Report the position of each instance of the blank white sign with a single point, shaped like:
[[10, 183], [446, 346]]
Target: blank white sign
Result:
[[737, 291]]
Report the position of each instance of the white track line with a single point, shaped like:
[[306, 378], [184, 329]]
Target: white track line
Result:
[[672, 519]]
————————
§ **What you are asked to do**: Reproduce the data above verbatim, line for line, with no changes.

§ **Result**:
Report the position of each instance of the blank white sign with a single point, shaped like:
[[10, 183], [446, 346]]
Target: blank white sign
Result:
[[737, 291]]
Report the position of each instance of the white track line with a single point, shaped like:
[[306, 378], [184, 329]]
Target: white track line
Result:
[[672, 519]]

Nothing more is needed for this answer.